== Angezeigter Text

2. Gegen diesen Bescheid richtet sich die vorliegende Beschwerde mit dem Begehren, ihn wegen Rechtswidrigkeit des Inhaltes oder Rechtswidrigkeit infolge Verletzung von Verfahrensvorschriften aufzuheben.
3. Die belangte Behörde legte die Akten des Verwaltungsverfahrens vor, sah jedoch von der Erstattung einer Gegenschrift ab.
II.
Der Verwaltungsgerichtshof hat erwogen:
A. Zur Erlassung des unbefristeten Aufenthaltsverbotes (Spruchpunkt I des angefochtenen Bescheides):
1. In der Beschwerde bleibt die auf dem Boden der unstrittigen gerichtlichen Verurteilung des Beschwerdeführers wegen des Verbrechens der Beteiligung an einer kriminellen Organisation nach § 278a Abs. 1 zweiter Fall StGB und des Verbrechens der Brandstiftung gemäß § 169 Abs. 1 StGB, teils begangen als Beteiligter nach § 12 dritter Fall leg. cit., zu einer Freiheitsstrafe von zwei Jahren, wovon ein Teil von 16 Monaten unter Bestimmung einer Probezeit von drei Jahren bedingt nachgesehen wurde, unbedenkliche Auffassung der belangten Behörde, dass der Tatbestand des § 36 Abs. 2 Z. 1 (hier: zweiter Fall) FrG erfüllt sei, unbekämpft. Weiters gleicht der vorliegende Beschwerdefall bezüglich der Beurteilung des Gerechtfertigtseins der Annahme gemäß § 36 Abs. 1 FrG sowohl hinsichtlich des Sachverhalts als auch in Anbetracht der zu lösenden Rechtsfragen dem dem hg. Erkenntnis vom 6. November 2001, Zl. 98/18/0237, zu Grunde liegenden, einen Mittäter des Beschwerdeführers betreffenden Fall. Gemäß § 43 Abs. 2 VwGG wird auf die diesbezüglichen Ausführungen in diesem Erkenntnis verwiesen. Unter Zugrundelegung dieser Ausführungen erweisen sich auch vorliegend die Hinweise des Beschwerdeführers auf die Regelungen des Abkommens zur Gründung einer Assoziation zwischen der EWG und der Türkei aus dem Jahr 1963 und den darauf gestützten Beschluss Nr. 1/80 des Assoziationsrates vom 19. September 1980 sowie auf Art. 3 der Richtlinie 64/221/EWG des Rates vom 25. Februar 1964 zur Koordinierung der Sondervorschriften für die Einreise und den Aufenthalt von Ausländern als nicht zielführend, weshalb die angeregte Einholung einer Vorabentscheidung gemäß Art. 234 EG zur Auslegung des Art. 3 der genannten Richtlinie entbehrlich erscheint.

====
== Rohdaten

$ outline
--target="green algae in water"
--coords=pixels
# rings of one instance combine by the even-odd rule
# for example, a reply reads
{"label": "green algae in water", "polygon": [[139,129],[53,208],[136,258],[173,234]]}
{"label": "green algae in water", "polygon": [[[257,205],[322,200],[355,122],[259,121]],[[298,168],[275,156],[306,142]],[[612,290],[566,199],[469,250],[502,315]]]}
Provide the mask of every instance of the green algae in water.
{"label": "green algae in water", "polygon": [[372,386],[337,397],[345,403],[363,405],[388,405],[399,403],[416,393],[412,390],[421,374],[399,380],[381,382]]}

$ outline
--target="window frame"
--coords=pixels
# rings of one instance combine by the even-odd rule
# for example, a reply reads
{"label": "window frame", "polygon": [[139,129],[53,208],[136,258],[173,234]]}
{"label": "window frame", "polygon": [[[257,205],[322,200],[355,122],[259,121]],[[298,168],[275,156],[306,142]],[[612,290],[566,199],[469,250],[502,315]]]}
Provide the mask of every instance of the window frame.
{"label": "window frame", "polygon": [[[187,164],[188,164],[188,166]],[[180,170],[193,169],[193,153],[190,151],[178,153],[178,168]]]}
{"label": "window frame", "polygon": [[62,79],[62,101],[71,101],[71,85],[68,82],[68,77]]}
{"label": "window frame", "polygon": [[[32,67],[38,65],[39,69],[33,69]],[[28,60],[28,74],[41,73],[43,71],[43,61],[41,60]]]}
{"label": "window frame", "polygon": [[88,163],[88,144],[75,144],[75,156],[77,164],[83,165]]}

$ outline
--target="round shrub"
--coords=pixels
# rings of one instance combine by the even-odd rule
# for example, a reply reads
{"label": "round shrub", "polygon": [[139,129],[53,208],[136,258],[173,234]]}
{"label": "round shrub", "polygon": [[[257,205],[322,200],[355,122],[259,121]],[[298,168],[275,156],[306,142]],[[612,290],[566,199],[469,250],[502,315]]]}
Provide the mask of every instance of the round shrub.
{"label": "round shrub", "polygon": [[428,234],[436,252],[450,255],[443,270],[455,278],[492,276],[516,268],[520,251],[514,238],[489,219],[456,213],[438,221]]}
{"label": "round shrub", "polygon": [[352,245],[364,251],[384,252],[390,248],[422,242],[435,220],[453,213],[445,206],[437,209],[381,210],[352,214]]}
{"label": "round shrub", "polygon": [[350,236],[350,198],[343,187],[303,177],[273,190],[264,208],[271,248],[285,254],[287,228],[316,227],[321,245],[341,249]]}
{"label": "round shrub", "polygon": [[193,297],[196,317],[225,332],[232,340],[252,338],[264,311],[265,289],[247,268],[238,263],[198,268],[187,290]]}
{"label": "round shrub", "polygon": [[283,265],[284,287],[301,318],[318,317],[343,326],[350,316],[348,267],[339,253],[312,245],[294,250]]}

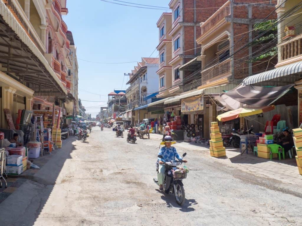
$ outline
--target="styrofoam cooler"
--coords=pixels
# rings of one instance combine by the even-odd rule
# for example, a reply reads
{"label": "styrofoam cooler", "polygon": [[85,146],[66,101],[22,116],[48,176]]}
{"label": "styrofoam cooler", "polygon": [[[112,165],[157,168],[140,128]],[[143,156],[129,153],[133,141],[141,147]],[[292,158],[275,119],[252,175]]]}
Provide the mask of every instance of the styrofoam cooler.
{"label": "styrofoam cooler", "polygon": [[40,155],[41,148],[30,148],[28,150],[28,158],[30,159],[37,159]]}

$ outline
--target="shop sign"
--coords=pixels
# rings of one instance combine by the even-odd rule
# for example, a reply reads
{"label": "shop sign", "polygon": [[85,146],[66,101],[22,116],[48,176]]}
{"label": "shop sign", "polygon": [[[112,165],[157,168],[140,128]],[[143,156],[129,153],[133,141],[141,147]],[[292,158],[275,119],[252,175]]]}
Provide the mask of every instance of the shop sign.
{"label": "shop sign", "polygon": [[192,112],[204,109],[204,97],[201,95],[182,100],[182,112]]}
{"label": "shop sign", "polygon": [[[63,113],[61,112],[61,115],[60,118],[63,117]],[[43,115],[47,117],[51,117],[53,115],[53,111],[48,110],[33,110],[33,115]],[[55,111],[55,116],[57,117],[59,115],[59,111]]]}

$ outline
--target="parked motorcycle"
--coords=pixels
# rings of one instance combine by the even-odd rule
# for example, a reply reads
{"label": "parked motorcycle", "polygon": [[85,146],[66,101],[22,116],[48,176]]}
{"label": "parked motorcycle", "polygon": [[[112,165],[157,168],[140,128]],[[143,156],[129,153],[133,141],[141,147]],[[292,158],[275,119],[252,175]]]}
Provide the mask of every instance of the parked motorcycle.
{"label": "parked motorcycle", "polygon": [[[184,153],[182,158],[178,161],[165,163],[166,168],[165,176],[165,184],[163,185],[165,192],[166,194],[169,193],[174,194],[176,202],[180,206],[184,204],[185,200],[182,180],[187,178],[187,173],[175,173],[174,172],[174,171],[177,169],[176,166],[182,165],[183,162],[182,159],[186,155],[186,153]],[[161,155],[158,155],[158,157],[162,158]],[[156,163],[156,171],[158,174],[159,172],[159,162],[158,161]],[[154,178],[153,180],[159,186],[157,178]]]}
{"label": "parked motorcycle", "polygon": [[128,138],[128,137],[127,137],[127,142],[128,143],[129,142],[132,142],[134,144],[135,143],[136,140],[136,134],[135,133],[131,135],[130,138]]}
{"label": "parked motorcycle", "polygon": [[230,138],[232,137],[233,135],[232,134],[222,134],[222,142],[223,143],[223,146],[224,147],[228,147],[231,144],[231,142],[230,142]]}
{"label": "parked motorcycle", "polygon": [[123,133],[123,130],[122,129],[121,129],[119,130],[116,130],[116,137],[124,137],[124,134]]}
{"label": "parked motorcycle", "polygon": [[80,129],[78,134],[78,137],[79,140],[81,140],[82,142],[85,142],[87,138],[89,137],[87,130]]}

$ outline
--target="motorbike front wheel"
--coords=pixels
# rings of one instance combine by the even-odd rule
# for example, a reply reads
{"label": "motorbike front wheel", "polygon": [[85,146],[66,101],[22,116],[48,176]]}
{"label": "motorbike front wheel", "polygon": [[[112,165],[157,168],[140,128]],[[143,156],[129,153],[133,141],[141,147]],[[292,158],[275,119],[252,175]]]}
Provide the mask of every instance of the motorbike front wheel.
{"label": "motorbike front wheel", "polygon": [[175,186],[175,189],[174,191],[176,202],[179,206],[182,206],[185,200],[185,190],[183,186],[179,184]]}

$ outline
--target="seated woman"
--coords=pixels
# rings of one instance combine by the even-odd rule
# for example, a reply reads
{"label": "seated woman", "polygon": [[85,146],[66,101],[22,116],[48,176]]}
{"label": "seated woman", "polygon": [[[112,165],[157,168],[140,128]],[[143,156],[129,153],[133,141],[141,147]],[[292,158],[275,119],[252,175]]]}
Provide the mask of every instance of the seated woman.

====
== Rohdaten

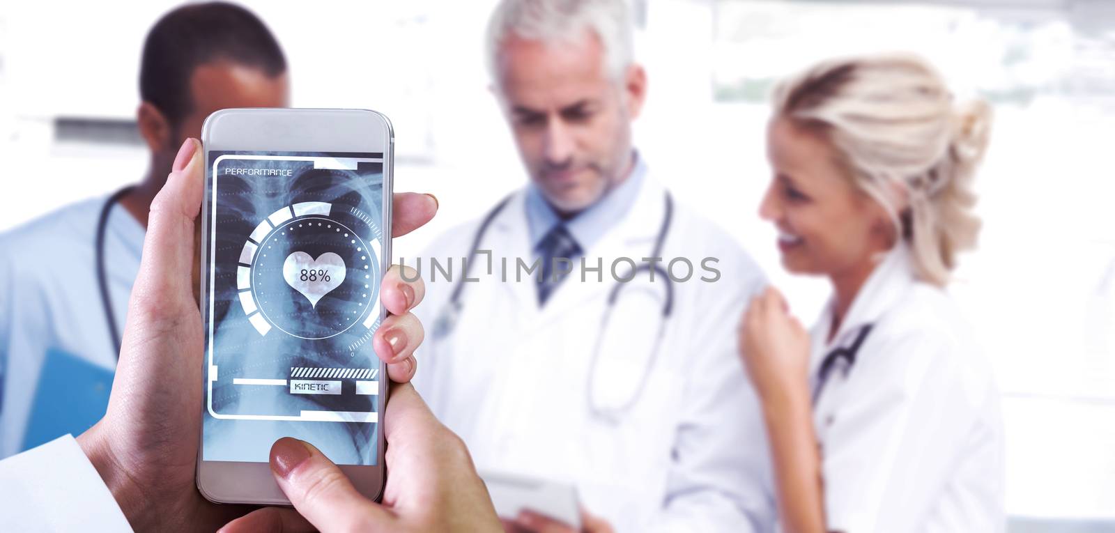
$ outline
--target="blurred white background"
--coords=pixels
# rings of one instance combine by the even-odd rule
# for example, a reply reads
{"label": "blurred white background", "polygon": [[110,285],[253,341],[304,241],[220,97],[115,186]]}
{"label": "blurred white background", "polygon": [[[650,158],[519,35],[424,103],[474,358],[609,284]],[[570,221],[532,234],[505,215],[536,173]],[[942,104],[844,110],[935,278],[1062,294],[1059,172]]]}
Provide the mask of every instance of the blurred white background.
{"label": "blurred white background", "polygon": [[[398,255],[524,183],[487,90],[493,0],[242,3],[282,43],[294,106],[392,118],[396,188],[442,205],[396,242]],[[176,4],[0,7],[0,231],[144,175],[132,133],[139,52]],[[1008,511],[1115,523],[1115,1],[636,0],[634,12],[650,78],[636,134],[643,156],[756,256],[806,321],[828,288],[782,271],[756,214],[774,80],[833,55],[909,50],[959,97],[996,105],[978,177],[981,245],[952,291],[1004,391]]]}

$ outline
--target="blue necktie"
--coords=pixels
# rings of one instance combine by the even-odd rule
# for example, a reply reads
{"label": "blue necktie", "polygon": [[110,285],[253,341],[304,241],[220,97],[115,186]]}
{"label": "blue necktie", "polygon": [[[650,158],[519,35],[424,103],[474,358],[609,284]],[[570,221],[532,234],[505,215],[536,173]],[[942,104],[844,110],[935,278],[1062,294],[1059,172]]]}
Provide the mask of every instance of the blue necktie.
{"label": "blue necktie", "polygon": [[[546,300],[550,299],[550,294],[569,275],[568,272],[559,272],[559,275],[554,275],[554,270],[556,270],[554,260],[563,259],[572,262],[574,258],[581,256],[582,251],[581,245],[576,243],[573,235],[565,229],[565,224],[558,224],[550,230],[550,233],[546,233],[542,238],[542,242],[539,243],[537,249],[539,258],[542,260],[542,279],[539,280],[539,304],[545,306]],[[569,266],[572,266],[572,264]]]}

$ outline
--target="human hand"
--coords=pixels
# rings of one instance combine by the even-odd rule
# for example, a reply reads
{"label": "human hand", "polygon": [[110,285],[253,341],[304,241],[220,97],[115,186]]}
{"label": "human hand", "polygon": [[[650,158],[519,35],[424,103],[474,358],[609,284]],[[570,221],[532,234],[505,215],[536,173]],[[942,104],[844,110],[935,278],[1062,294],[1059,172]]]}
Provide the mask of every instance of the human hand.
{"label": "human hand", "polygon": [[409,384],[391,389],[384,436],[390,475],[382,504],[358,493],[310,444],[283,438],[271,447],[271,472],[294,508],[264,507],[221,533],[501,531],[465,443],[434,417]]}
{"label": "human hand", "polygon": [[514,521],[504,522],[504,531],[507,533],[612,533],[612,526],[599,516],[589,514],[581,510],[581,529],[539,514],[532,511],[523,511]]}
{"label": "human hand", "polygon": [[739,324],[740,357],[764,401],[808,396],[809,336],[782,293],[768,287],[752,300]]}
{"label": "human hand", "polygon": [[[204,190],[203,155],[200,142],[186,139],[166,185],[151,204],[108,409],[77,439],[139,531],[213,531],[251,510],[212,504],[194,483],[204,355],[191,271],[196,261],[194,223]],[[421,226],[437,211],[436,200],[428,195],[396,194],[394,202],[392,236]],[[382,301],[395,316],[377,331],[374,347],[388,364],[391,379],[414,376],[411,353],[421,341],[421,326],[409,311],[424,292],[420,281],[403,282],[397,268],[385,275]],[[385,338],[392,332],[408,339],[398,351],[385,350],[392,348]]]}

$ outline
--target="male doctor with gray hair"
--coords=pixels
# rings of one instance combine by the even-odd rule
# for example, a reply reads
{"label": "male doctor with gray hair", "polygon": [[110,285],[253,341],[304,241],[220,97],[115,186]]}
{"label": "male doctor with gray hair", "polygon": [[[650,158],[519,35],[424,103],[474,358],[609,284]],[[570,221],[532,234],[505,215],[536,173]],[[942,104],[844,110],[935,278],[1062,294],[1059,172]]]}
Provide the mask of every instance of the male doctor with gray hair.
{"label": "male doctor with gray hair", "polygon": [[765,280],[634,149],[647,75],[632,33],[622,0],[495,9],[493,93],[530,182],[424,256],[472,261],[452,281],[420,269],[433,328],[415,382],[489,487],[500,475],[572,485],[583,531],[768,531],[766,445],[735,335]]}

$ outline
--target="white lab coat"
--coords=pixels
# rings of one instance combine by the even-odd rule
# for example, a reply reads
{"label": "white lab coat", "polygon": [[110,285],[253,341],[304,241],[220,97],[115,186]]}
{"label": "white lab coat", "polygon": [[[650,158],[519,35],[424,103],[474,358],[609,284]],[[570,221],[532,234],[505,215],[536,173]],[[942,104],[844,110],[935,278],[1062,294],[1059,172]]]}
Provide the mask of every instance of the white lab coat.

====

● **Auftrag**
Führe den oben stehenden Text zum unbefristeten Aufenthaltsverbot im gleichen Stil weiter, beginnend nach seinem letzten Satz.

● **Lösung**
2. Die Ansicht der belangten Behörde, die Erlassung des vorliegenden Aufenthaltsverbotes sei gemäß § 37 Abs. 1 FrG dringend geboten, und gemäß § 37 Abs. 2 leg. cit. wögen die nachteiligen Folgen einer Abstandnahme von seiner Erlassung (wesentlich) schwerer als die Auswirkungen dieser Maßnahme auf die Lebenssituation des Beschwerdeführers, erweist sich aus den hiezu in dem schon genannten Erkenntnis Zl. 98/18/0237 angestellten Erwägungen - auch hier gleicht der diesem Erkenntnis zu Grunde liegende Fall in sachverhaltsmäßiger und rechtlicher Hinsicht dem vorliegenden Beschwerdefall - nicht als rechtswidrig, weshalb auch diesbezüglich gemäß § 43 Abs. 2 VwGG auf das zitierte Erkenntnis verwiesen wird.
3.1. Nach Auffassung der Beschwerde hat die belangte Behörde die Regelung des § 35 Abs. 2 und 3 FrG falsch angewendet. Es könne sehr wohl davon gesprochen werden, dass der Beschwerdeführer vor Verwirklichung des maßgeblichen Sachverhalt bereits acht Jahre im Bundesgebiet aufhältig gewesen sei, der maßgebliche Sachverhalt sei nämlich nicht, wie im angefochtenen Bescheid ausgeführt, im Zeitraum 1993 bis 1996 gesetzt worden.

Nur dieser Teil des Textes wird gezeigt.